-- BEGIN Excerpt provided --

- League: New Zealand NBL
- Sport: Basketball
- Number of teams: 12

Regular season
- Minor premiers: Auckland
- Top scorer: Ed Book (Palmerston North)

Playoffs
- Champions: Auckland
- Runners-up: Nelson

New Zealand NBL seasons
- ← 19951997 →

= 1996 New Zealand NBL season =

The 1996 NBL season was the 15th season of the National Basketball League. Only one change occurred heading into the 1996 season, with Waitakere leaving the NBL for the second-tiered Conference Basketball League (CBL). Auckland won the championship in 1996 to claim their fourth league title. In the best-of-three championship series, Nelson took Game 1 110–95, before Auckland came back to take Game 2 109–98 and Game 3 94–90.

==Final standings==

| # | Team |
|---|---|
|  | Auckland |
|  | Nelson |
| 3 | North Harbour |
| 4 | Hawke's Bay |
| 5 | Wellington |
| 6 | Hutt Valley |
| 7 | Otago |
| 8 | Canterbury |
| 9 | Palmerston North |
| 10 | Taranaki |
| 11 | Northland |
| 12 | Waikato |

==Season awards==
- NZ Most Valuable Player: Phill Jones (Nelson)

-- END Excerpt provided --
-- BEGIN Data --

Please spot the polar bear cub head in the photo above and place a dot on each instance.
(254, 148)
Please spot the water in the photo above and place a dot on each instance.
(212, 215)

-- END Data --

▶ **Written instruction**
Please give the stretch of the 1996 New Zealand NBL season text from "New Zealand NBL seasons" through "Game 3 94–90." again, swapping "Game" for "Match".

▶ **Written answer**
New Zealand NBL seasons
- ← 19951997 →

= 1996 New Zealand NBL season =

The 1996 NBL season was the 15th season of the National Basketball League. Only one change occurred heading into the 1996 season, with Waitakere leaving the NBL for the second-tiered Conference Basketball League (CBL). Auckland won the championship in 1996 to claim their fourth league title. In the best-of-three championship series, Nelson took Match 1 110–95, before Auckland came back to take Match 2 109–98 and Match 3 94–90.